Dataset excerpts on object pointing
-- start --

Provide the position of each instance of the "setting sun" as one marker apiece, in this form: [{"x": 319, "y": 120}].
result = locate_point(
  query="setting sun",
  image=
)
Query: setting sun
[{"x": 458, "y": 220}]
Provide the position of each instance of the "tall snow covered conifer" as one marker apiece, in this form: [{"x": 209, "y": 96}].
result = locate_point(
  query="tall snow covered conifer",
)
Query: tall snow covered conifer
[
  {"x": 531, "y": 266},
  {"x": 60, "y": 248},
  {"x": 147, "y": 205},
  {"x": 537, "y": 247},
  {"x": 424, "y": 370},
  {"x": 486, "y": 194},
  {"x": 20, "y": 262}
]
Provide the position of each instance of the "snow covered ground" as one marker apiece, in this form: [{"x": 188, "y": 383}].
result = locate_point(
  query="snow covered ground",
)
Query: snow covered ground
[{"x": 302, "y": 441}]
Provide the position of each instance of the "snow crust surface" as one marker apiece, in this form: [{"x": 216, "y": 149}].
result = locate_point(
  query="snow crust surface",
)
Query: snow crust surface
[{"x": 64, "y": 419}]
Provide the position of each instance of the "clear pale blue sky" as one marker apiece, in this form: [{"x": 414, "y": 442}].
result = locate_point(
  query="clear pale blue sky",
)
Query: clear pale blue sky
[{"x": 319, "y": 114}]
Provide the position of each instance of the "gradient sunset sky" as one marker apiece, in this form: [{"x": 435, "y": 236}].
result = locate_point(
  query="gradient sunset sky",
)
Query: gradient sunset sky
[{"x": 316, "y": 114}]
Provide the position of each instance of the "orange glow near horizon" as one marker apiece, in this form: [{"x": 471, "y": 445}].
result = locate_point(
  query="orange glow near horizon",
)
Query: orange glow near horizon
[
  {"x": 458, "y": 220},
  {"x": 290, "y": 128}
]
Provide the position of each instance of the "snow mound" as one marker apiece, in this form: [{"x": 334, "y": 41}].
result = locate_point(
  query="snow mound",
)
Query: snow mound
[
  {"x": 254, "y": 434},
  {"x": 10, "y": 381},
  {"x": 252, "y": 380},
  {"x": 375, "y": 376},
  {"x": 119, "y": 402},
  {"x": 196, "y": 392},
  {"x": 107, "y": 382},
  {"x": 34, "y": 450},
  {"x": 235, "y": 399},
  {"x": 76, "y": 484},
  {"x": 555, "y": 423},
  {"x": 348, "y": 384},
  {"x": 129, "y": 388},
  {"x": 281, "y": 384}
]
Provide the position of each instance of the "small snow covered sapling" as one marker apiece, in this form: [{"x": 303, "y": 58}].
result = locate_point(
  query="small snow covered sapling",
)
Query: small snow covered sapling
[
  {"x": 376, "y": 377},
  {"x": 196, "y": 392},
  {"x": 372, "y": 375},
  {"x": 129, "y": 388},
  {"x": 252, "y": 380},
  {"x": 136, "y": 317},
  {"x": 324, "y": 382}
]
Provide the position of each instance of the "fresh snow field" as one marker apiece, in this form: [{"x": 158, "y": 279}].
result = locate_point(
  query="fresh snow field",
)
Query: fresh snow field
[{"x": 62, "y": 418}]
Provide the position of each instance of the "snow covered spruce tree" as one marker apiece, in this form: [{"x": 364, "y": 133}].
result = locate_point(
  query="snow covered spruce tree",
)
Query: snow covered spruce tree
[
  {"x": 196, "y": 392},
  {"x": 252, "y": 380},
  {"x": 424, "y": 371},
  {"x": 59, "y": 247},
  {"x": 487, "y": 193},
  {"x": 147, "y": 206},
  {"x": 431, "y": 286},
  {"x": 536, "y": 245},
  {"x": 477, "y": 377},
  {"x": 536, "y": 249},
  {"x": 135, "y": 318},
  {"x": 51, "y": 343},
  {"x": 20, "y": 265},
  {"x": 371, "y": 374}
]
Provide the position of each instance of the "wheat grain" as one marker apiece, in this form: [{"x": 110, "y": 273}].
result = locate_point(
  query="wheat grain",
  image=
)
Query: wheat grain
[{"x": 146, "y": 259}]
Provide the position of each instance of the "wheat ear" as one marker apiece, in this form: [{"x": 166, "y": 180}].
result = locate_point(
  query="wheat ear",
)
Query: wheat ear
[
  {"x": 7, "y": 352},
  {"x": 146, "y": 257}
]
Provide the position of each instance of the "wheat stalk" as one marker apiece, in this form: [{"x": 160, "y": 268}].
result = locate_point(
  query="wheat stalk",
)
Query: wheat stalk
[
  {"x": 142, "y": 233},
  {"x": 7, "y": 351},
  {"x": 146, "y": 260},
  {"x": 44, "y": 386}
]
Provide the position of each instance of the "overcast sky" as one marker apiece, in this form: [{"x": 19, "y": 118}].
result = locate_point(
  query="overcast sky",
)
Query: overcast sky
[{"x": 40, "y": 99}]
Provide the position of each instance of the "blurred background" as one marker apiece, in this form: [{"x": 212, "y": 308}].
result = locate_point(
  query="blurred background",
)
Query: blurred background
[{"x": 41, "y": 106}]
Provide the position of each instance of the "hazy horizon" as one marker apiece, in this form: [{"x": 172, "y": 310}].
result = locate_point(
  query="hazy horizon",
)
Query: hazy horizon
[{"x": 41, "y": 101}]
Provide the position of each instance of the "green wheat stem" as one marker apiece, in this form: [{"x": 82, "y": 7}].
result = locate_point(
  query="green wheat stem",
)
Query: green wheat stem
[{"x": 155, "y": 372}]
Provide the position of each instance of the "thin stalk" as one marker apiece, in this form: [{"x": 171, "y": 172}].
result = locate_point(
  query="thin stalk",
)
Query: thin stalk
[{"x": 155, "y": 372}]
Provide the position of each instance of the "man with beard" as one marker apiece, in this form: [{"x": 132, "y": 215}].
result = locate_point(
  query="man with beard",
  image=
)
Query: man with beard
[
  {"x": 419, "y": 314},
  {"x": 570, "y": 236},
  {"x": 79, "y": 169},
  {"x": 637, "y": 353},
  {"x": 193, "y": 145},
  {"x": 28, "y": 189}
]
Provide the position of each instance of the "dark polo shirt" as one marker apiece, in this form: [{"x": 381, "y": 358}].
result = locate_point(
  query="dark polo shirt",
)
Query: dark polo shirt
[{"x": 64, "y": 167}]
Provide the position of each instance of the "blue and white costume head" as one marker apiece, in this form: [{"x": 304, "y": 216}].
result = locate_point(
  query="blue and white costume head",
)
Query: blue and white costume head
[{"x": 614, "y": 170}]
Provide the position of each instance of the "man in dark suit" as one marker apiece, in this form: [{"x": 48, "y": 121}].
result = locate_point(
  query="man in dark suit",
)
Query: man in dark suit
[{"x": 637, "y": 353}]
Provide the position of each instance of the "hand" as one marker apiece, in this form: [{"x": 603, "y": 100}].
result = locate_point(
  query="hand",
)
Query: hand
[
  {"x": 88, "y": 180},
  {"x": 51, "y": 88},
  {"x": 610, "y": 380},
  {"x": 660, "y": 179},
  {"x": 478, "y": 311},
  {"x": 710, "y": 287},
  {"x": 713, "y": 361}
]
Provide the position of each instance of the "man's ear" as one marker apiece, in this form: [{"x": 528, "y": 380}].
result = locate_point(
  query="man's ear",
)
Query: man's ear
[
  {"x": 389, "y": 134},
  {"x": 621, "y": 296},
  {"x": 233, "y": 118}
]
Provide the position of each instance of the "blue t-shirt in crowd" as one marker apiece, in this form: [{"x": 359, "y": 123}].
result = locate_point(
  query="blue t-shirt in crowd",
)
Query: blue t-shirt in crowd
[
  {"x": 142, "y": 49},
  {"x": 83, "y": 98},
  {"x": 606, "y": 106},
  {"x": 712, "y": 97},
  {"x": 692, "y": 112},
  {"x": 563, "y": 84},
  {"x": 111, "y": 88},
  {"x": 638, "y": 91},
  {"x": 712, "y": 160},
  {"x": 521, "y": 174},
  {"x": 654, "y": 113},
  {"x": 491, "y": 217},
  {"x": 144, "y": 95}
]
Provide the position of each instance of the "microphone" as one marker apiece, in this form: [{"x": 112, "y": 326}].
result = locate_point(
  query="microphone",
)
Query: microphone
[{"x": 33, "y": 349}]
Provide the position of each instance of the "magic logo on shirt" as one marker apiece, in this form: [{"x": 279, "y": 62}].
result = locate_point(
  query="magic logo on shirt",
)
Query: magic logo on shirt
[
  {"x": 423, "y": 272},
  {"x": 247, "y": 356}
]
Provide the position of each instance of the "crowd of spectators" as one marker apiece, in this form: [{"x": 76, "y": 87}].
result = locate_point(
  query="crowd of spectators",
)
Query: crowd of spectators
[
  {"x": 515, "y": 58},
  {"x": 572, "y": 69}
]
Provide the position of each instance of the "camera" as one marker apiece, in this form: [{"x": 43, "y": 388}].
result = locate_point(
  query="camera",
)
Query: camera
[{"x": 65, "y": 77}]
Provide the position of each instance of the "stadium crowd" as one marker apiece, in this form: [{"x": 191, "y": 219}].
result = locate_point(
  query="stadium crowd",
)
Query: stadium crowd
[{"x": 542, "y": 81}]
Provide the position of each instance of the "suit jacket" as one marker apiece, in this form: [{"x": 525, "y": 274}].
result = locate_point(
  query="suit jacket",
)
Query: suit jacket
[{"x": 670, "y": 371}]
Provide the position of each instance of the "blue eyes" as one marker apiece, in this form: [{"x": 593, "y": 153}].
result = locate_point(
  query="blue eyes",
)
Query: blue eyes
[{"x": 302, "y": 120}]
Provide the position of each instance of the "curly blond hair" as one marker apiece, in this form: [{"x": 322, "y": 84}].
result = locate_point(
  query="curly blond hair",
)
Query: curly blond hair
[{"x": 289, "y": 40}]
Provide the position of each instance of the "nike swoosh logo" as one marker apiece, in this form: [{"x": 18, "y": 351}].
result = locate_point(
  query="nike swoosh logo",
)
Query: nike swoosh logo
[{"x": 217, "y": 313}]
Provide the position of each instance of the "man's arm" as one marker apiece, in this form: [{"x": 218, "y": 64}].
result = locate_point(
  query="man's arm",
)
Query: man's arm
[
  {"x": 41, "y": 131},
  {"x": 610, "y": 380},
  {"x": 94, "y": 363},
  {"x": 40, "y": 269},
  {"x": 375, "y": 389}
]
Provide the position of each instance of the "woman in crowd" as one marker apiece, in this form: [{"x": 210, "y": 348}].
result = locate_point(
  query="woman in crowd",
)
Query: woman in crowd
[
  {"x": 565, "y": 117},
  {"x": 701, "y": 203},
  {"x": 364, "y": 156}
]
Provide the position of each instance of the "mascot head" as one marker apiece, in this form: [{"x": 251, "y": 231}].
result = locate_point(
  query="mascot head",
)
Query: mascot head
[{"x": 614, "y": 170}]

-- end --

• Your objective: Pick out every line of the material above that contains the string "clear", treating uppercase and lowercase letters as different.

• Solution below:
Provide the position of each instance of the "clear pale blue sky" as one marker apiece, in this form: [{"x": 414, "y": 442}].
  query="clear pale blue sky",
Query: clear pale blue sky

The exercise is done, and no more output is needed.